(Stored items)
+ + + + + + +

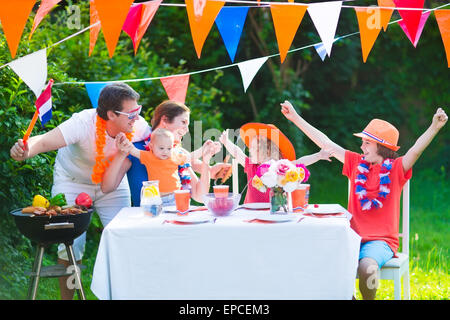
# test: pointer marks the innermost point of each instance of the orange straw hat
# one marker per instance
(381, 132)
(253, 129)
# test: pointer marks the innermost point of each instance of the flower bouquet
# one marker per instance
(280, 177)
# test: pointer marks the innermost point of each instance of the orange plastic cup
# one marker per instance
(221, 191)
(182, 200)
(300, 197)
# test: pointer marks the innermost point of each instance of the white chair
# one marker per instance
(396, 268)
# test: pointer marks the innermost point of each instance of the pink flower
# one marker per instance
(307, 173)
(263, 168)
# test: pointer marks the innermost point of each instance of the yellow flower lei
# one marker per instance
(100, 162)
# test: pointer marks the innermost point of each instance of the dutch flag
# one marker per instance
(44, 104)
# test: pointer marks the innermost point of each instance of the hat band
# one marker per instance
(377, 139)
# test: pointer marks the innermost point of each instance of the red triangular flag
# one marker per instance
(14, 16)
(443, 20)
(44, 9)
(176, 87)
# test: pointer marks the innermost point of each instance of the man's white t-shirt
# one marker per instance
(76, 161)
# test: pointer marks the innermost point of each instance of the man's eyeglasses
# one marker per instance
(132, 114)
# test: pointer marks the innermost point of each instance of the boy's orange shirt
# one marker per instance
(382, 223)
(166, 171)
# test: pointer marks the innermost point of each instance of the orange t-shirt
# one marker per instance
(166, 171)
(381, 223)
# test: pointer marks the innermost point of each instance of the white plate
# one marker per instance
(324, 209)
(255, 206)
(197, 218)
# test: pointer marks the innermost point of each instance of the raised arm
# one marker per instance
(319, 138)
(410, 158)
(49, 141)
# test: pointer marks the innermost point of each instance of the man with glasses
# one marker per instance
(78, 141)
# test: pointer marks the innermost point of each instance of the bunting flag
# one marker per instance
(13, 17)
(32, 69)
(44, 104)
(230, 22)
(94, 31)
(369, 28)
(201, 24)
(176, 87)
(286, 20)
(325, 16)
(93, 90)
(112, 15)
(249, 69)
(443, 20)
(411, 18)
(386, 14)
(44, 9)
(320, 49)
(138, 20)
(423, 20)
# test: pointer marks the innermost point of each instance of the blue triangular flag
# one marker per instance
(93, 90)
(230, 22)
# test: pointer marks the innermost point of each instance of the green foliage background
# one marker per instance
(399, 83)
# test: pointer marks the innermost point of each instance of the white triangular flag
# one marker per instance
(325, 16)
(32, 69)
(249, 69)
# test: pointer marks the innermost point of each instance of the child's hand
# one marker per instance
(123, 144)
(325, 155)
(288, 110)
(439, 119)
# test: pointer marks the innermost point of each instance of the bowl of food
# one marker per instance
(221, 206)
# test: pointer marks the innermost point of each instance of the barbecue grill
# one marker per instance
(47, 230)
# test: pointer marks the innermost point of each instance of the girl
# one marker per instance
(265, 142)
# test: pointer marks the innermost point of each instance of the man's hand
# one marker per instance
(439, 119)
(288, 110)
(19, 151)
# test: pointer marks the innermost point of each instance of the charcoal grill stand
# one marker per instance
(36, 272)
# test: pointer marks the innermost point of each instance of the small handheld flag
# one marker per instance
(43, 110)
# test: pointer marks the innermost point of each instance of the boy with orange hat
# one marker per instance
(265, 142)
(376, 179)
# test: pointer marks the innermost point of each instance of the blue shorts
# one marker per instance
(377, 250)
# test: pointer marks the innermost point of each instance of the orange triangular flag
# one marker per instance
(443, 20)
(112, 14)
(201, 23)
(176, 87)
(369, 28)
(94, 31)
(286, 20)
(386, 14)
(44, 9)
(14, 16)
(149, 9)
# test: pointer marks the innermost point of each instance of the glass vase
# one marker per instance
(278, 201)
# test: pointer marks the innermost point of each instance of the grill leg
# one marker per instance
(34, 281)
(78, 285)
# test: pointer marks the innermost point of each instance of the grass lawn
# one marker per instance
(429, 236)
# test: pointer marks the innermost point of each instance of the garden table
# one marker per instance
(140, 257)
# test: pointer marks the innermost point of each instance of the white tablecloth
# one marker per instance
(139, 257)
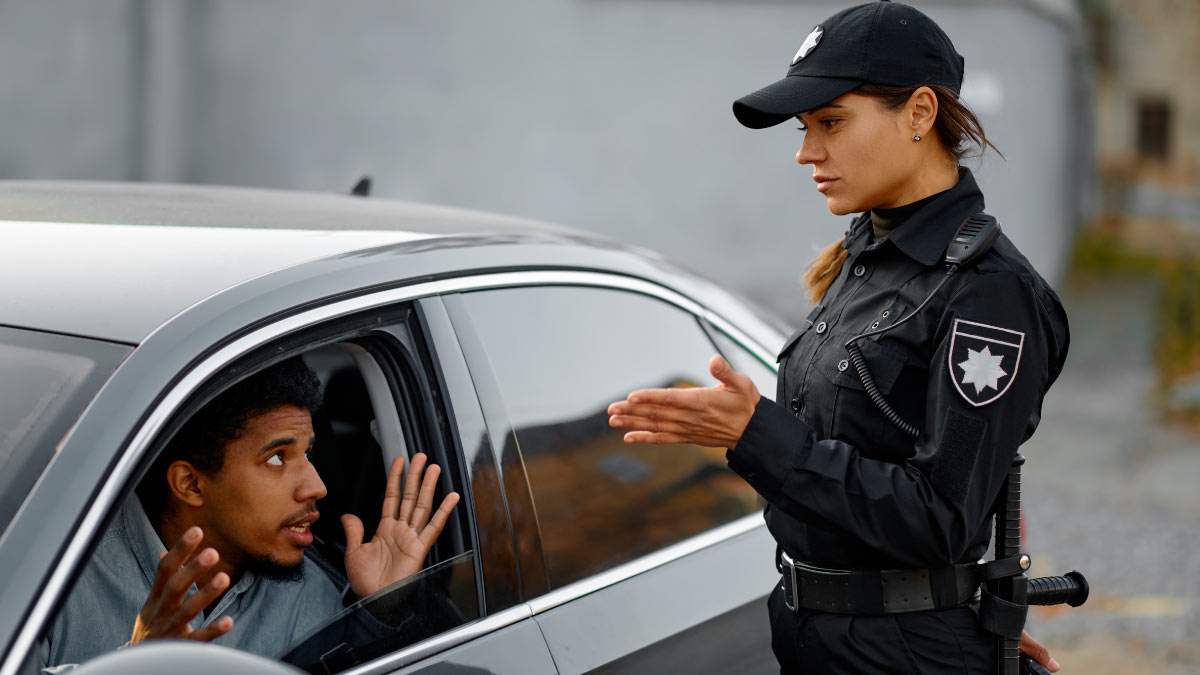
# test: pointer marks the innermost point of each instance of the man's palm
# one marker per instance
(406, 533)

+ + + + + + +

-- What is required --
Retype the records exactly. Any image in them should not appear in what you write.

-- Solution to this problem --
# test: pointer marks the innermost point of each instance of the orange straw hat
# one marker per instance
(381, 132)
(253, 129)
# test: pointer marks the innermost point of each instance of the flower bouquet
# one marker per instance
(280, 177)
# test: pointer marks the innermost point of each instance of the orange plastic cup
# one marker per instance
(221, 191)
(182, 200)
(300, 197)
# test: pointer marks the innermost point of each instance of the white chair
# one marker per instance
(396, 268)
# test: pointer marks the innermost point of each instance of the pink flower
# one marker per instance
(307, 173)
(263, 168)
# test: pointer marks the innermost point of each instance of the yellow flower lei
# one marker per instance
(100, 162)
# test: pointer marks the innermost point of each instance of the dutch flag
# one marker per instance
(44, 104)
# test: pointer marks the innermost point of each instance of the hat band
# one marker per instance
(377, 139)
# test: pointer marks the innermost point of each instance of the red triangular flag
# one marker per instance
(14, 16)
(443, 20)
(44, 9)
(176, 87)
# test: pointer marks the innermost point of each instance of the man's white t-shirt
# one marker per instance
(76, 161)
# test: pointer marks the innermost point of each instance of the man's eyeglasses
# one marker per instance
(132, 114)
# test: pointer marks the innermost point of each instance of the boy's orange shirt
# one marker per instance
(382, 223)
(166, 171)
# test: pointer marks the innermost point of each instance of the orange t-shirt
# one marker per instance
(166, 171)
(381, 223)
# test: pointer marks the innermost point of each instance of the white plate
# one marker per instance
(324, 209)
(255, 206)
(197, 218)
# test: pointer marks the innermost point of each instance of the raised arm
# one marker per instance
(319, 138)
(410, 158)
(49, 141)
# test: pointer marks the innermost point of each instance of the man with glasses
# one marker per instance
(78, 141)
# test: pointer marks the innermost point of each instance of the bunting flag
# one marker per instance
(13, 17)
(32, 69)
(44, 104)
(230, 22)
(94, 31)
(369, 28)
(201, 24)
(176, 87)
(286, 20)
(325, 16)
(93, 90)
(112, 15)
(249, 69)
(443, 20)
(411, 18)
(386, 14)
(44, 9)
(320, 49)
(138, 20)
(423, 20)
# test: pointer marks the innermost point of each instance of the blue triangular flag
# one marker per instance
(93, 90)
(230, 22)
# test: pointer marks the innermost point of each instance of the green foliage background
# one marker per instance
(399, 83)
# test: pointer marks the innermost point of each instance of the white triangular flag
# one marker per instance
(325, 16)
(32, 69)
(249, 69)
# test: pointer marks the innermost point of each instance of the child's hand
# one marker per instance
(123, 144)
(325, 155)
(288, 110)
(439, 119)
# test: pointer marks the innermost point of each instance of the bowl of food
# one marker per instance
(221, 206)
# test: pointer marks the innermost point of each instance of the barbecue grill
# one marker per instance
(47, 230)
# test: pointer marks the innermost point of each instance of the girl
# one marker per instance
(265, 142)
# test: pointer marks the innermost point of each instance of the man's hand
# one marker per instance
(439, 119)
(288, 110)
(19, 151)
# test: pointer marks the innermost point of each instance of the charcoal grill stand
# one marker per instance
(36, 272)
# test: pointer marks the innermost point of each instance of the small handheld flag
# one marker per instance
(43, 110)
# test: pointer marks the innermost point of each instance of the boy with orange hat
# one marker per instance
(265, 142)
(376, 179)
# test: pointer marks the innermost point of each instance of the blue shorts
# one marker per instance
(377, 250)
# test: pointer marks the innermost point of each instance of the orange triangular flag
# one marker per instance
(443, 20)
(112, 14)
(201, 23)
(176, 87)
(369, 28)
(94, 31)
(286, 20)
(386, 14)
(44, 9)
(14, 16)
(149, 9)
# test: pointer marks the innermost point of each instance of the glass vase
# one marker per instance
(278, 201)
# test: pointer marks the innermost point of each instance of the grill leg
# one marker per instance
(34, 281)
(78, 285)
# test: pointer marks the innermost point of each instance of the grass lawn
# one marker per instance
(429, 236)
# test: pointer marks the innermost point of each instance of the garden table
# one marker per instance
(140, 257)
# test: pointer marks the innermost point of each instance of the white tablecloth
# one marker per instance
(139, 257)
# test: pointer marks the innermost point of each instance of the man's palm
# one marker per instance
(406, 533)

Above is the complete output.